**Exercise objective**
This exercise asks for every record to be output again exactly.

**The data**
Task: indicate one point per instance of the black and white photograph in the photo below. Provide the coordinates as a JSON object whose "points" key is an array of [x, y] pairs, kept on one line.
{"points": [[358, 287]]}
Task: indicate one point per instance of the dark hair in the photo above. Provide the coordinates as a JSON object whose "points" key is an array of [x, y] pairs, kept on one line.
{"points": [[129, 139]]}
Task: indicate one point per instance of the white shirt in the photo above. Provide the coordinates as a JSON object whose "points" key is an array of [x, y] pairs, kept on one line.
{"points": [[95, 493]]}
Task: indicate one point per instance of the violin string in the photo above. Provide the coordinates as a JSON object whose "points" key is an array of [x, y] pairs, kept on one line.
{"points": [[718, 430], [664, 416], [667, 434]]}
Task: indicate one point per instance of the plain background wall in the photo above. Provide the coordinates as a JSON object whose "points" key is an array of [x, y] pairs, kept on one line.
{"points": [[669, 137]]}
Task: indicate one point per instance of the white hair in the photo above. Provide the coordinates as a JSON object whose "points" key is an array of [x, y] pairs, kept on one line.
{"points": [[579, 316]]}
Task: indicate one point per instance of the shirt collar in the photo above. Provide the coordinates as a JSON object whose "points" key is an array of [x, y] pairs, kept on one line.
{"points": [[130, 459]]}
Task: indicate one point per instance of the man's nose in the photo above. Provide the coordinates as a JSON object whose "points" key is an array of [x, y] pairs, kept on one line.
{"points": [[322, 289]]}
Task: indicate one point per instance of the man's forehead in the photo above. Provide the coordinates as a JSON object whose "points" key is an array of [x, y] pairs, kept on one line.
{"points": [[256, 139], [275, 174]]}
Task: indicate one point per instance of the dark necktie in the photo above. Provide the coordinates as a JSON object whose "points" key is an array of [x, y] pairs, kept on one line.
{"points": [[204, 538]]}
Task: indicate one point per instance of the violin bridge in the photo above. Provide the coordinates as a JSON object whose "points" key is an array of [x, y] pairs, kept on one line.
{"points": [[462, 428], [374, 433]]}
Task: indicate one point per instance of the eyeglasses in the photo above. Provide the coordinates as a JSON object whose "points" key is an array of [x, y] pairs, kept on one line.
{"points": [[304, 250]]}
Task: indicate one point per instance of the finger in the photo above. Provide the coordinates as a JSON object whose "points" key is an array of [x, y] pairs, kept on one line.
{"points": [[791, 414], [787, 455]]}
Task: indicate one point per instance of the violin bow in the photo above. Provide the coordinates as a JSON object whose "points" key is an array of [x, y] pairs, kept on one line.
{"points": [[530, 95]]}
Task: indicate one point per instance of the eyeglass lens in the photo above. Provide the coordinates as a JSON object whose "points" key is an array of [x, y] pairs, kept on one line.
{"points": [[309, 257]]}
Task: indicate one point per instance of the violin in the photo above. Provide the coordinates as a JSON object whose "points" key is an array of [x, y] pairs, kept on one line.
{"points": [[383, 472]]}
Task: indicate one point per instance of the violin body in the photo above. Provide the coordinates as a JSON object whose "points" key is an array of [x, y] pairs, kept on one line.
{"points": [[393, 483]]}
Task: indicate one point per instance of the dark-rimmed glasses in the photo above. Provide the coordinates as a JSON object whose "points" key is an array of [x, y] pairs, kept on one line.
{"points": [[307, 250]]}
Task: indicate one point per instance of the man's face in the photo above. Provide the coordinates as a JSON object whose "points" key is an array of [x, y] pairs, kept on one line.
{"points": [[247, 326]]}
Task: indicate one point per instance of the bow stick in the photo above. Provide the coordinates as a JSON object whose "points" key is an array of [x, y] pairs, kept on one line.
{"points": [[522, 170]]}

**The answer**
Task: indicate one point per instance of the black and white photograph in the photo below. Provide the coordinates as a JSON object whose "points" key is an array of [x, y] pairs, kept on one line.
{"points": [[358, 287]]}
Task: indicate one point per instance of the dark hair in the photo above. Provide the coordinates as a JSON object whose "points" key is an array of [x, y] pairs, kept on one line.
{"points": [[129, 139]]}
Task: indicate one point per instance of the white shirt in the photo above. Provide the coordinates as a JSON object whose "points" key is an array of [x, y] pairs, kept on one line.
{"points": [[95, 493]]}
Task: indicate one point per instance of the violin string in the photo above. Provide the coordinates as a JSON object whose "points" key is an array of [x, y] pairs, kept on one line.
{"points": [[718, 430], [664, 416], [667, 434]]}
Task: indicate one point per instance of the plain background wall in the photo above. Provide the coordinates as a JSON object whose "points" key is an array of [x, y] pairs, kept on one line.
{"points": [[669, 137]]}
Task: indicate one point per instance of the white hair in the photo above. Provide the coordinates as a JSON object whose "points" key is an array of [x, y] pairs, kept on one line.
{"points": [[579, 316]]}
Task: indicate one point per instance of the shirt collar in the photo above. Provide the coordinates as a JSON object whose "points" key is an array of [x, y] pairs, kept on one line.
{"points": [[130, 459]]}
Task: indicate one point per instance of the man's nose in the photo above. Provide the coordinates as a JSON object whose "points" key is an array of [x, y] pairs, kept on one line.
{"points": [[322, 289]]}
Task: indicate one point per instance of the man's forehead in the photo above. Provide the coordinates as a JSON object whose "points" key is an array of [x, y] pairs, kept on one line.
{"points": [[256, 139], [275, 174]]}
Task: indicate one point per instance of the dark necktie in the photo above. Provide the coordinates as a JSON object whose "points" key is an array of [x, y] pairs, kept on one line.
{"points": [[204, 538]]}
Task: indicate one point per instance of the violin bridge in the photo above. Provide the coordinates as a JSON object whose "points" key is an array of [x, y] pairs, kept on one line.
{"points": [[462, 428], [374, 433]]}
Task: indicate one point per instance of the eyeglasses in the photo above. Provide the coordinates as a JSON object whose "points" key is an array of [x, y] pairs, kept on one line.
{"points": [[304, 250]]}
Task: indicate one point per instance of the finger in the photo above. Provide the coordinates as a JSON object whose "points" key is an array of [x, y] pairs, kept on one line.
{"points": [[791, 414], [787, 455]]}
Task: indicate one point per instance of the violin bow in the photo above. Provide the coordinates as a JSON object whose "points" key is an array of [x, y] pairs, kept on one line.
{"points": [[530, 95]]}
Task: indicate one point per instance of the eyeglass lens in the photo above. Provide the coordinates as a JSON object whose "points" key is an array of [x, y] pairs, kept on one line.
{"points": [[309, 257]]}
Task: indicate one point per instance of the violin in the photo above. Provide the coordinates as a JSON object whose "points" key is an array of [x, y] pairs, kept on one line.
{"points": [[383, 472]]}
Task: indicate one point per instance of the violin body in the photo above. Provide the coordinates as a JSON object whose "points" key is an array of [x, y] pairs, kept on one line.
{"points": [[393, 483]]}
Task: indicate one point per instance of the dark-rimmed glasses in the photo above. Provide the coordinates as a JSON object whose "points" key is an array of [x, y] pairs, kept on one line.
{"points": [[307, 250]]}
Task: indicate one point per instance of the man's face in the photo above. Provide the coordinates as a JSON object whose "points" key is an array of [x, y] pairs, kept on one line.
{"points": [[247, 326]]}
Task: indicate one point per instance of the bow stick in the photo above. Provide the coordinates as a JSON object whose "points" key is an array of [x, y] pairs, kept on one line.
{"points": [[522, 170]]}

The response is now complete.